▶ _PROVIDED PASSAGE_
Alarm Guard Security is honoured to be a business in Canada with head office located in North York, Ontario. We fully support the government’s decision to heavily invest in our children’s education and safety, the continuation of our school boards and online education.
We understand with school starting this week many families will need to adjust for the teenagers staying home and working online. Some parents may also work from home but many may be required to return to work depending on their field. No matter if your child returns to school or stays home, for many families there may be a short time where the schedules may not line up leaving the child home alone.
Home Safety To Think About
Alarm Guard Security Recommends These Top Safety Tips:
1. Ensure all smoke and Carbon monoxide detectors are on and working. Check to ensure they are not expired. If so contact us for help…
2. Test your home security system and update your families user codes for the keypad. Check signals to your monitoring station. Need help with a security system ? Contact the pros in home security here
3. Test all doors, windows and locks for your home. Your entry / exit points are the most vulnerable when they are not working. Check frequently for safety.

▶ _EXTRACTED MATERIAL_

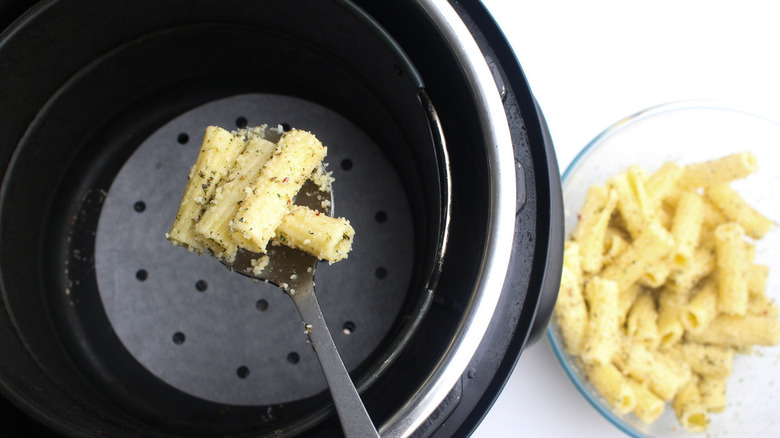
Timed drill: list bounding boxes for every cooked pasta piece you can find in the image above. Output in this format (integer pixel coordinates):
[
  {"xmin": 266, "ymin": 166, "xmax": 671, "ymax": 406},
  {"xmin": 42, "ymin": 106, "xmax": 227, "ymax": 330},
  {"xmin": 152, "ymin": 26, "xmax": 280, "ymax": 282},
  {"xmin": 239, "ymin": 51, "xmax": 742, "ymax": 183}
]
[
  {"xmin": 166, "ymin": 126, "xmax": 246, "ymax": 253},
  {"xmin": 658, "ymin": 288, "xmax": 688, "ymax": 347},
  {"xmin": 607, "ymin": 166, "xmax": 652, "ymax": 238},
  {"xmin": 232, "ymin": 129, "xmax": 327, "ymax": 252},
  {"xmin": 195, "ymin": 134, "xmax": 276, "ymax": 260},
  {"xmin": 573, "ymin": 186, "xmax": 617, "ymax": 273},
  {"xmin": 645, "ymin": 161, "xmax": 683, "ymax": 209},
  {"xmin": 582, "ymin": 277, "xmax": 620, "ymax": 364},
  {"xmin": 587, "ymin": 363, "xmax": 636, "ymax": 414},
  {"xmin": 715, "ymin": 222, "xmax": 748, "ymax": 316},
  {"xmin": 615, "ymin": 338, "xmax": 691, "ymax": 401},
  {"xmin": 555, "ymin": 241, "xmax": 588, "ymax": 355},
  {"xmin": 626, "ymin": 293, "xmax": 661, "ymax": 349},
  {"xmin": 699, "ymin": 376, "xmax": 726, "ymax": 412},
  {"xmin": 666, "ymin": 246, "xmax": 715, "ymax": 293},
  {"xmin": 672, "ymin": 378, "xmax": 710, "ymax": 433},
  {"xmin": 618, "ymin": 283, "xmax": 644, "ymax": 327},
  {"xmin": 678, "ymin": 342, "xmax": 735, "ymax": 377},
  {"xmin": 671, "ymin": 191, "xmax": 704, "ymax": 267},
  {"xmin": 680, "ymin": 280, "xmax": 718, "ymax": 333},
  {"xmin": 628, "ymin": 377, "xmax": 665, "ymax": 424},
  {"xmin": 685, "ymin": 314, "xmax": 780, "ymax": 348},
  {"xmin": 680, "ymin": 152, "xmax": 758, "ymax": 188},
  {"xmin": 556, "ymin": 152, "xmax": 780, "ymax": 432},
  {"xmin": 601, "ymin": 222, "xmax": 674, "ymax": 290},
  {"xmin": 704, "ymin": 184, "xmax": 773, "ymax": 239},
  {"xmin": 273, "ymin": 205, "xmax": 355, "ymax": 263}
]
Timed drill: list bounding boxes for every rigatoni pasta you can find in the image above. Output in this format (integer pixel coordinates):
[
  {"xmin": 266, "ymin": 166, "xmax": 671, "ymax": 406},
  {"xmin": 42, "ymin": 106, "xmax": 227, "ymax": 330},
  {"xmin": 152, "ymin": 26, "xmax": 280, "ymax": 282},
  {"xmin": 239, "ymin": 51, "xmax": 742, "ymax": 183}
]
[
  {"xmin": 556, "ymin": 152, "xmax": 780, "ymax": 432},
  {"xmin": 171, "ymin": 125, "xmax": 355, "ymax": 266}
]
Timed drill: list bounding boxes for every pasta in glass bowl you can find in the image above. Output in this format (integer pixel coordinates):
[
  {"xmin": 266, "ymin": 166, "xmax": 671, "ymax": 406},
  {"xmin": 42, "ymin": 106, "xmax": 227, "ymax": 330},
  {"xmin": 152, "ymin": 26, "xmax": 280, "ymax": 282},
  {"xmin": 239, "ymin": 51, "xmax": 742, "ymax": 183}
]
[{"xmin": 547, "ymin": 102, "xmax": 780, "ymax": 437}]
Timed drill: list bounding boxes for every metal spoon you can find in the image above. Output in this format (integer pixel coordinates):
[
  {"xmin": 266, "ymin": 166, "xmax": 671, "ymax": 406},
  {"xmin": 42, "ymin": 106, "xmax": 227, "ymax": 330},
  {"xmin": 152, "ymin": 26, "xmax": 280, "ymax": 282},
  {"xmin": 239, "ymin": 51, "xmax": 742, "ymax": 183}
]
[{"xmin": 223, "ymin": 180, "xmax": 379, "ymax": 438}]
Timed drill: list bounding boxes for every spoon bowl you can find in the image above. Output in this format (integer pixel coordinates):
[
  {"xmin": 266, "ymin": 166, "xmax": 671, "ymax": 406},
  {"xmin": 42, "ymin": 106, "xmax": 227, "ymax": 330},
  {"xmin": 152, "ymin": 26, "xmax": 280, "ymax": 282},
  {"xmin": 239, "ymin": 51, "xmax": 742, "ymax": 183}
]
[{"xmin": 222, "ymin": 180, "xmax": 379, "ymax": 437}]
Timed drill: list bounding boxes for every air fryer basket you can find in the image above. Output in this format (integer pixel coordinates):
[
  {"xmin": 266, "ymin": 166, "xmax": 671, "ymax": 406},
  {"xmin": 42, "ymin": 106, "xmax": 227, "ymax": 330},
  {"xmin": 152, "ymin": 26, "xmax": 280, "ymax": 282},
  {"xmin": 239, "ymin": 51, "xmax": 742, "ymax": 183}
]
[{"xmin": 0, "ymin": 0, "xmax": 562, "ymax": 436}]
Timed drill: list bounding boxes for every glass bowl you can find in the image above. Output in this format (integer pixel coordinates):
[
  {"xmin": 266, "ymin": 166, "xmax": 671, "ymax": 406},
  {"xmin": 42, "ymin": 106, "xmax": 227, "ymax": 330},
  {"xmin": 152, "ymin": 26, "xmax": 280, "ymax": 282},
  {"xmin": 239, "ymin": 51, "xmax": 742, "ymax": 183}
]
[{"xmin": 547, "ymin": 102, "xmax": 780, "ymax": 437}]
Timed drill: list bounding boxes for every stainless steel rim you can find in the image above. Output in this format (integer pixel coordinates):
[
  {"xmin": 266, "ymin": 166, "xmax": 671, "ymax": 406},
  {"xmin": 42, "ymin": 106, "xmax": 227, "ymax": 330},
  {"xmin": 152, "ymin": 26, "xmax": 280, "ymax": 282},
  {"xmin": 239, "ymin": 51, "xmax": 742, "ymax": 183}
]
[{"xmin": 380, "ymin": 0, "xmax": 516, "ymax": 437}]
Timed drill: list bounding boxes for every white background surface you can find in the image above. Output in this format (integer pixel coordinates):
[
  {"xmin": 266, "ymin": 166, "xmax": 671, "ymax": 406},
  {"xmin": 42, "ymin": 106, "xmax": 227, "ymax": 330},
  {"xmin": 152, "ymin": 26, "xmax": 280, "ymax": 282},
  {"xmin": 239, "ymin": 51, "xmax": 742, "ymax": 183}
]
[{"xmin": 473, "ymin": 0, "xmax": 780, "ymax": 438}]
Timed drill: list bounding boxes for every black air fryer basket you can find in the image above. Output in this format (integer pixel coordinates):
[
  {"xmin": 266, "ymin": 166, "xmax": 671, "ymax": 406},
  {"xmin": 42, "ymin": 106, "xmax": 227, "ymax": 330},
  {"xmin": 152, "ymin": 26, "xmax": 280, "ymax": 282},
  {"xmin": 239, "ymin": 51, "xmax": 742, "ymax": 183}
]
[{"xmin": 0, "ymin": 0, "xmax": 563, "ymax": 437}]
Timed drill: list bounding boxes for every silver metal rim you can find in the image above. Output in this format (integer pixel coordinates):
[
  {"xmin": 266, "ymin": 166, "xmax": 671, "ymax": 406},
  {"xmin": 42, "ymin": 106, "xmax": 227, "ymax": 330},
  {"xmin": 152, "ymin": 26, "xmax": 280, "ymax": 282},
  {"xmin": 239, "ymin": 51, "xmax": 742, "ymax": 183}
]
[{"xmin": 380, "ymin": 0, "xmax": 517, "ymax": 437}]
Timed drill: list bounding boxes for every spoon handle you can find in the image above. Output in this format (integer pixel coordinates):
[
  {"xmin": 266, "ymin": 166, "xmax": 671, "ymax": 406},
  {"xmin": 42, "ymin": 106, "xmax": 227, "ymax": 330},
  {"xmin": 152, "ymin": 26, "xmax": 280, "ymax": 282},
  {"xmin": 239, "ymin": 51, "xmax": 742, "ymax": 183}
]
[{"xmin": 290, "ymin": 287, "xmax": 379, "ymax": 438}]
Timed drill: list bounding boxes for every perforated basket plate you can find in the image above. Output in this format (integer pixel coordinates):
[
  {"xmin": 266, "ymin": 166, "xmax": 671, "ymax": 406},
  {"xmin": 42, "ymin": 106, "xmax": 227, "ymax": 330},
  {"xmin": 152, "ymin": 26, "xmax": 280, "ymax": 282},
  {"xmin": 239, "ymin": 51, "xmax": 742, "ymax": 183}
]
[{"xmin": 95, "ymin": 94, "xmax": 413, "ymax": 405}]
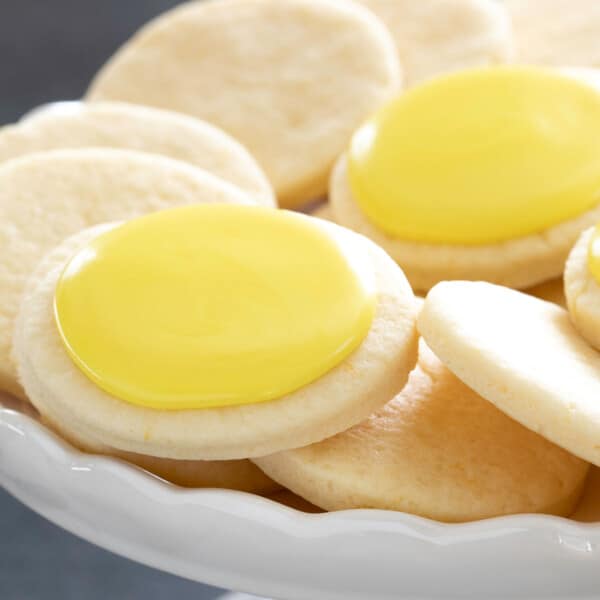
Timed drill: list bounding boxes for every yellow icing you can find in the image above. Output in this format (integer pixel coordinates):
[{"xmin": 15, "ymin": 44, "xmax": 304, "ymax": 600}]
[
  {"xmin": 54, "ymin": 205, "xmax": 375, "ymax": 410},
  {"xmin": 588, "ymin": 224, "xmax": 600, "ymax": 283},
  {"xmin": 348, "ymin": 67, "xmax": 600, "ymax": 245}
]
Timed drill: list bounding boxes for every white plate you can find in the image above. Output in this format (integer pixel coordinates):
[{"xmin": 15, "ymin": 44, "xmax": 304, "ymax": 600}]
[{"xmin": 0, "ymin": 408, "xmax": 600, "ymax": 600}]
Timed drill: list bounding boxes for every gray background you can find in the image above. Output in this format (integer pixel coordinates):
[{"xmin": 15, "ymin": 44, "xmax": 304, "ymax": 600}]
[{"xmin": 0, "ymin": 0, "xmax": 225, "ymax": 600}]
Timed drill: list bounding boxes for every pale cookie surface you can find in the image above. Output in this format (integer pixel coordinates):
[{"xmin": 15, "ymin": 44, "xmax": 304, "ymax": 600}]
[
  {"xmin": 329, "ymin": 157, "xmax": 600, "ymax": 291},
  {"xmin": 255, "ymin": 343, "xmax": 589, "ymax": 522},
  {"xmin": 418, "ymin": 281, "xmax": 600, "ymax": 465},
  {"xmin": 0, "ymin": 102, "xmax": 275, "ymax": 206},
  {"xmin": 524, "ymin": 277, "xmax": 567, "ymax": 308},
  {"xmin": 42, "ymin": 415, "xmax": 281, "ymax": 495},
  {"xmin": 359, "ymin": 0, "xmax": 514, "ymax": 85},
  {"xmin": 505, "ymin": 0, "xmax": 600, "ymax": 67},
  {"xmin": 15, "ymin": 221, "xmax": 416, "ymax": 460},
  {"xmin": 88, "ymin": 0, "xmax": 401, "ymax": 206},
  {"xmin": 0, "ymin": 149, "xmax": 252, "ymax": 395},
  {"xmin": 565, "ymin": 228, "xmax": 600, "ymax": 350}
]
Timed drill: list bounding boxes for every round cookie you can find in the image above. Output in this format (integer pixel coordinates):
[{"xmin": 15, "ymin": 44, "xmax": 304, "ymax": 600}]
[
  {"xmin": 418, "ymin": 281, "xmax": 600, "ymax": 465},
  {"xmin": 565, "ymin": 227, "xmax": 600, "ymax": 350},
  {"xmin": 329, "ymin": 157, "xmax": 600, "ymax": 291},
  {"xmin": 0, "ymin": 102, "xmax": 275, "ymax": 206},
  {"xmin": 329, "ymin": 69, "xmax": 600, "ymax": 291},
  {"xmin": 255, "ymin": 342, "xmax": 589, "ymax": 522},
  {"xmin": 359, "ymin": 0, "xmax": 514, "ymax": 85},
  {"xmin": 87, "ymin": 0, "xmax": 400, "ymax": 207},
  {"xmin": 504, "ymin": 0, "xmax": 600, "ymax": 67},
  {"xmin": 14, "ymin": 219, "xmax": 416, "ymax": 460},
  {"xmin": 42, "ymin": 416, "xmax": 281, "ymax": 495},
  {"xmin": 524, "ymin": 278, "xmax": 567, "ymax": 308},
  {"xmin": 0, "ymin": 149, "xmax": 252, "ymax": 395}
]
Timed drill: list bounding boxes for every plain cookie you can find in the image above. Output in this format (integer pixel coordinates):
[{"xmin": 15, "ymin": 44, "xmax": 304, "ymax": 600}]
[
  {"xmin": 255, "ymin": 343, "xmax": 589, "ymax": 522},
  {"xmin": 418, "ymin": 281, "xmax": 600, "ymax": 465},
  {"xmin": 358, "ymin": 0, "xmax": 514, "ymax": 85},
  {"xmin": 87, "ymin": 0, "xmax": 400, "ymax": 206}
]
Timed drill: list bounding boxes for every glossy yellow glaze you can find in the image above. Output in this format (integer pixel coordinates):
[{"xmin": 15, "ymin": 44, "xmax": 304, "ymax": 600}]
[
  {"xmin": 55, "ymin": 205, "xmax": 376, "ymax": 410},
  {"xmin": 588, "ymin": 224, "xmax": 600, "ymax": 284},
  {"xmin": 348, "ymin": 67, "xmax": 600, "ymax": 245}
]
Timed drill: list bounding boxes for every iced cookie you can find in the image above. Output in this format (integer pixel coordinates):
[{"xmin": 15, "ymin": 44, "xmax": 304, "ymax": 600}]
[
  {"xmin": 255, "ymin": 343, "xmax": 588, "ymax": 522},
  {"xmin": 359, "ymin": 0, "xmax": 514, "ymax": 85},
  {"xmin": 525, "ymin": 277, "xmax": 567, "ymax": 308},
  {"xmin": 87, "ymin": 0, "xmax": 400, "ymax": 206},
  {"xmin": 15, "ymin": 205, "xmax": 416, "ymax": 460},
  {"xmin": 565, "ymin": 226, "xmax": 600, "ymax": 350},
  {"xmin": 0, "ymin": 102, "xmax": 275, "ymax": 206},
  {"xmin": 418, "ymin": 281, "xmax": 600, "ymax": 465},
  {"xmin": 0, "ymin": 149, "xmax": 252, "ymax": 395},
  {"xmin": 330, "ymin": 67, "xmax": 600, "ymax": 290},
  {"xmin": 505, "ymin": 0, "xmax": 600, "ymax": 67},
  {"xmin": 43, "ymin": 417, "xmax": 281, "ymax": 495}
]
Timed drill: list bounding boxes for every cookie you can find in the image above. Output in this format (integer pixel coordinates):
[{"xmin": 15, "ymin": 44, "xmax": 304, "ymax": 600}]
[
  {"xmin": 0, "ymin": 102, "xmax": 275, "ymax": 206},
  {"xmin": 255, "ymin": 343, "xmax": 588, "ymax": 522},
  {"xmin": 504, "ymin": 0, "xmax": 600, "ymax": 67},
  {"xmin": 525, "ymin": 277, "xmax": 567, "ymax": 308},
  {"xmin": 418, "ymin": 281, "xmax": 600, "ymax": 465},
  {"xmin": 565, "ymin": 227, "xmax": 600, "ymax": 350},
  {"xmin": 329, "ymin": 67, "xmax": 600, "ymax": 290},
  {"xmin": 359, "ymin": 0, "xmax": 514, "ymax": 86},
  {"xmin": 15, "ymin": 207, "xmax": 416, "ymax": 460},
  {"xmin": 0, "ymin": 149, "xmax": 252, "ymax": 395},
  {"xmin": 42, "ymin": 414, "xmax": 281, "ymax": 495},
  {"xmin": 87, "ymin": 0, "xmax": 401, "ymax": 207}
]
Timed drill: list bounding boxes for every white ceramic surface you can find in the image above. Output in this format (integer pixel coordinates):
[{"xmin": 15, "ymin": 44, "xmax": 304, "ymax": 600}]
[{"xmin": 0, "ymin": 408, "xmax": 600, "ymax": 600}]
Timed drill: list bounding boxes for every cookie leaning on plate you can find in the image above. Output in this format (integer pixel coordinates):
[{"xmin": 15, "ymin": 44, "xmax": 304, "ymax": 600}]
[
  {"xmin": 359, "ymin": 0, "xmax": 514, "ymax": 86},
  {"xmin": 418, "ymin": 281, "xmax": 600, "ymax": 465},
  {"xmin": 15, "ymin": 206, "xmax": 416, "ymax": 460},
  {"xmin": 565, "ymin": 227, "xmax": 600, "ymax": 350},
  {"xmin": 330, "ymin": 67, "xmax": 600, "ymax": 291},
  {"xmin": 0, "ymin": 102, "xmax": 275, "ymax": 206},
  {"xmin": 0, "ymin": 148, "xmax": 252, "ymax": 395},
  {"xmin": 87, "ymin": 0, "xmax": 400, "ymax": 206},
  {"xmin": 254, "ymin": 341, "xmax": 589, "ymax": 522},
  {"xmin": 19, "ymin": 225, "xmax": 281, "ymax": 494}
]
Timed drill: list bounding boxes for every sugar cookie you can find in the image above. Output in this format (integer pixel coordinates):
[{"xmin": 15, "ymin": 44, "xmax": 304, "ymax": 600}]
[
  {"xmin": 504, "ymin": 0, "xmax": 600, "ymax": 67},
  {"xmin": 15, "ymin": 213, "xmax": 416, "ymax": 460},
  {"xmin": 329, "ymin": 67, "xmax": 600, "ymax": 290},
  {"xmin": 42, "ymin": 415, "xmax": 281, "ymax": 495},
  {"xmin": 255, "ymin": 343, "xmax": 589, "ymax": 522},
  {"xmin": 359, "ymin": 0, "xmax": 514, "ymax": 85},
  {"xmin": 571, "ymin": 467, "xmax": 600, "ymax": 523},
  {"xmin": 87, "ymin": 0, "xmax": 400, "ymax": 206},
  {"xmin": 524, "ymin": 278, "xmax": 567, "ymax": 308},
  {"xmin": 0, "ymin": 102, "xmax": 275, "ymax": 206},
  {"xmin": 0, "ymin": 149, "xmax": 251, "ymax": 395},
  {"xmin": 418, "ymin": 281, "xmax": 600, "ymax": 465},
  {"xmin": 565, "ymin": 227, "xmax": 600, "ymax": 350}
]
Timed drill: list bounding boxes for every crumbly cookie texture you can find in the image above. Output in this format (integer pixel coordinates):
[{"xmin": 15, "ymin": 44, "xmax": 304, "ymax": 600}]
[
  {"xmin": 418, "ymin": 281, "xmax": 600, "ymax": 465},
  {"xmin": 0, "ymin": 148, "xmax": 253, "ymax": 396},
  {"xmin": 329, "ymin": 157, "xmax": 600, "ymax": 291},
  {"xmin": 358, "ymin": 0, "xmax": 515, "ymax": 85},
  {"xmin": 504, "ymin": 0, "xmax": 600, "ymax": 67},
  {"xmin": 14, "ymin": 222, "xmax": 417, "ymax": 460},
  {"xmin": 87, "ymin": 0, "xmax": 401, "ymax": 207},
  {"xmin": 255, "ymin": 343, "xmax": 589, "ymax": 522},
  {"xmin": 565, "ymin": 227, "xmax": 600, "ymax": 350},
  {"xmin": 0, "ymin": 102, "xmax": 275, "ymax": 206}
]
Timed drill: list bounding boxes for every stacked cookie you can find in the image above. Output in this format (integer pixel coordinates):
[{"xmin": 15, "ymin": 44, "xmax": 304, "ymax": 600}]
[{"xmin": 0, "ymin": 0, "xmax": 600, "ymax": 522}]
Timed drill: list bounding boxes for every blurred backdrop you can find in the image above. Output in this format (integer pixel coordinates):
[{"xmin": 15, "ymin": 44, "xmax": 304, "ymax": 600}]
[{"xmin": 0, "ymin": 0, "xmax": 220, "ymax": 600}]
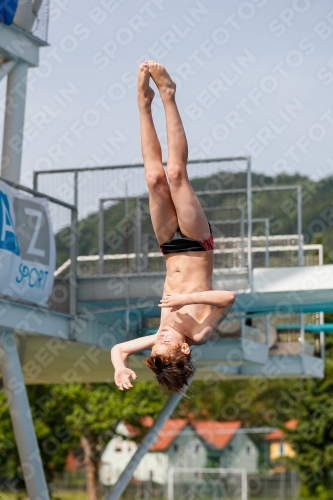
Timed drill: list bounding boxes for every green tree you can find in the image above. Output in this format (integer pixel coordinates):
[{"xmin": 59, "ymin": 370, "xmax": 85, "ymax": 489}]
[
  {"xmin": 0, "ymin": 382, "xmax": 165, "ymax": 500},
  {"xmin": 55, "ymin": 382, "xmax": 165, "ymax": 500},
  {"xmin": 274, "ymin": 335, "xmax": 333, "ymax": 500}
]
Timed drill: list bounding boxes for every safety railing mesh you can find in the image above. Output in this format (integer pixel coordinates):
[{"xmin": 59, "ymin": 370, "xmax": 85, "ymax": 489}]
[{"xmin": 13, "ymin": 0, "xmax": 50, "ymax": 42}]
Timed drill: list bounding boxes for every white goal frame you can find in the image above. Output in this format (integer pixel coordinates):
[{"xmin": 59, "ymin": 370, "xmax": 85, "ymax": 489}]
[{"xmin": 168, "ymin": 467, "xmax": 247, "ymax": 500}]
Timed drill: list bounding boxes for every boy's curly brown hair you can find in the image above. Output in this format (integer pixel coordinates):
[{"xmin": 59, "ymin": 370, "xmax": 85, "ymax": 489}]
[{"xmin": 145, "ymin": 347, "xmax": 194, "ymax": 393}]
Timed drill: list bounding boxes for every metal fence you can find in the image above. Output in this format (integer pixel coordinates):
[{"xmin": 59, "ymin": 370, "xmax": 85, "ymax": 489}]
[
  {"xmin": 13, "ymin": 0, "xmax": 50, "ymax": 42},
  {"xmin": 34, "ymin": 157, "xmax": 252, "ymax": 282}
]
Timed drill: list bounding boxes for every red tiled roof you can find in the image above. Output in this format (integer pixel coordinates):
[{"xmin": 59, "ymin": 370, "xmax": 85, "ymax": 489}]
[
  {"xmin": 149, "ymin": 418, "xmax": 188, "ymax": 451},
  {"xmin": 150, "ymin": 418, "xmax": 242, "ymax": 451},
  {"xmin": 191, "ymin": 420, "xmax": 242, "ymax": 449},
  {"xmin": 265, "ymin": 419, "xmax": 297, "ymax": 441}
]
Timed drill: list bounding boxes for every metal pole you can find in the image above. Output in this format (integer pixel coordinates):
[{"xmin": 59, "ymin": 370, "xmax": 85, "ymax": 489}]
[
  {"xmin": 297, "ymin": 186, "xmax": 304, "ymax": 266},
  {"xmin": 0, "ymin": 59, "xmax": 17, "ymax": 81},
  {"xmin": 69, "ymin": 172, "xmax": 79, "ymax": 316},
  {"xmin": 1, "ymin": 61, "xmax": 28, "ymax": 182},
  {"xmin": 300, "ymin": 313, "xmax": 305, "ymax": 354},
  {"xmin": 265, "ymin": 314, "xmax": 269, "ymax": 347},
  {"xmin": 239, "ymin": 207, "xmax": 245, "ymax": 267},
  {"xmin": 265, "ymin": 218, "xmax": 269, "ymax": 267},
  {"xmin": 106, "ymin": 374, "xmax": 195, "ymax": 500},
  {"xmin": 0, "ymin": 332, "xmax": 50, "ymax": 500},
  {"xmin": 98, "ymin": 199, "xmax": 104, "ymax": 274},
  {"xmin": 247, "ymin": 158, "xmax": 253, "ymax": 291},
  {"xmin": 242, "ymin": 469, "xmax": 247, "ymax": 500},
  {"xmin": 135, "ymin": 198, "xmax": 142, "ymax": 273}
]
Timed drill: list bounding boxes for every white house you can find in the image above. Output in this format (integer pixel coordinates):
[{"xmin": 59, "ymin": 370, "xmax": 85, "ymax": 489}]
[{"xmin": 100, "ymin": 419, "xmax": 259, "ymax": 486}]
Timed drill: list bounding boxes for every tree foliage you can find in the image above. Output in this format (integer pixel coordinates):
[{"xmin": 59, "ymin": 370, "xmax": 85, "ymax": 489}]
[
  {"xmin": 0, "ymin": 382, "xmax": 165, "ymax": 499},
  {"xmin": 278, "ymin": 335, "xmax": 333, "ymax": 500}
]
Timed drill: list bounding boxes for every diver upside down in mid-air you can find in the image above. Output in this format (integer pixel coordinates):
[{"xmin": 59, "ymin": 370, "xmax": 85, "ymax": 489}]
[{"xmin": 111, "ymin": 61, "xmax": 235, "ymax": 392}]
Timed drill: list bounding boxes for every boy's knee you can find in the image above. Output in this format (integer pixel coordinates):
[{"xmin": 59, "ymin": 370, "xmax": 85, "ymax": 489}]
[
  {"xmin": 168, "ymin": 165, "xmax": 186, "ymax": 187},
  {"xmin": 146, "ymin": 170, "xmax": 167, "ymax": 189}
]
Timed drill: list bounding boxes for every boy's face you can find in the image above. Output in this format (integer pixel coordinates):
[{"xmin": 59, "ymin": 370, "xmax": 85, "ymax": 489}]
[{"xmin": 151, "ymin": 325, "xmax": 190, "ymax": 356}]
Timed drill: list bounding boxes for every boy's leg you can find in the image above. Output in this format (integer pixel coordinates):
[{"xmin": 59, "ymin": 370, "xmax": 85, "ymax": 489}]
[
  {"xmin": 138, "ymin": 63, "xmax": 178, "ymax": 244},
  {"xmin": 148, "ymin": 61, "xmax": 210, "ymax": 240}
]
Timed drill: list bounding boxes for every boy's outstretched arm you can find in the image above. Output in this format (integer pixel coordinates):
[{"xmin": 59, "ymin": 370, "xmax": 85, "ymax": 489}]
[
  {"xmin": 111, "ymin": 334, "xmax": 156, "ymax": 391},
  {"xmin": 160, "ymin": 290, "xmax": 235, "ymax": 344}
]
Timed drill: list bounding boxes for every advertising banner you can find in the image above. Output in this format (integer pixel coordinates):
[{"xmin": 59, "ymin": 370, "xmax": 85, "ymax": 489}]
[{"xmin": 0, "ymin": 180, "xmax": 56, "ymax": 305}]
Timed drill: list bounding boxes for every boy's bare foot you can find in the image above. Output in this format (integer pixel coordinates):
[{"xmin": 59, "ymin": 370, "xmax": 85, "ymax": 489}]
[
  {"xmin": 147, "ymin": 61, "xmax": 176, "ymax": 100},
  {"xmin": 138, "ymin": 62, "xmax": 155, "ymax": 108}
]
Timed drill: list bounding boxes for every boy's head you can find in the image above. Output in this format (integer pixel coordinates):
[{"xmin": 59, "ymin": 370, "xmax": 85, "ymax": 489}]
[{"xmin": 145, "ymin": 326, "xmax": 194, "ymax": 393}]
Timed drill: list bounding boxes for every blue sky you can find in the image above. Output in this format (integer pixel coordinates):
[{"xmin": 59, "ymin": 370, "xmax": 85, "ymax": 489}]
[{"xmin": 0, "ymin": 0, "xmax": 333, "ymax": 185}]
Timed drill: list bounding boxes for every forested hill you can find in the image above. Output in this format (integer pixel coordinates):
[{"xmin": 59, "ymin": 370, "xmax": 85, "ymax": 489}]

▶ _TASKS_
- 1) Reproduce the part of the Alarm Guard Security passage that begins with "Alarm Guard Security is" and stops after "child home alone.".
- 2) Write the next part of the Alarm Guard Security passage, picking up after its last sentence.
The lines aren't needed for anything here.

▶ _ANSWERS IN ORDER_
- 1)
Alarm Guard Security is honoured to be a business in Canada with head office located in North York, Ontario. We fully support the government’s decision to heavily invest in our children’s education and safety, the continuation of our school boards and online education.
We understand with school starting this week many families will need to adjust for the teenagers staying home and working online. Some parents may also work from home but many may be required to return to work depending on their field. No matter if your child returns to school or stays home, for many families there may be a short time where the schedules may not line up leaving the child home alone.

- 2)
4. Update your emergency contacts.. With your alarm company, your children’s schools and your work. If something happens to you then your work should know who to contact.
5. Create some kind of notifications for when your children are home from school. With daily check ins and notifications you can rest at ease and have peace of mind. This can be achieved manually by a person or easily through a videocamera setup by your local security and home automation company.
6. Turn on location based apps for your children’s phone. Keep informed and know exactly where your children are at all times.
7. Find out your child’s circle of friends information. Knowing who they are with is as important as where they are. Full names and phone numbers are best.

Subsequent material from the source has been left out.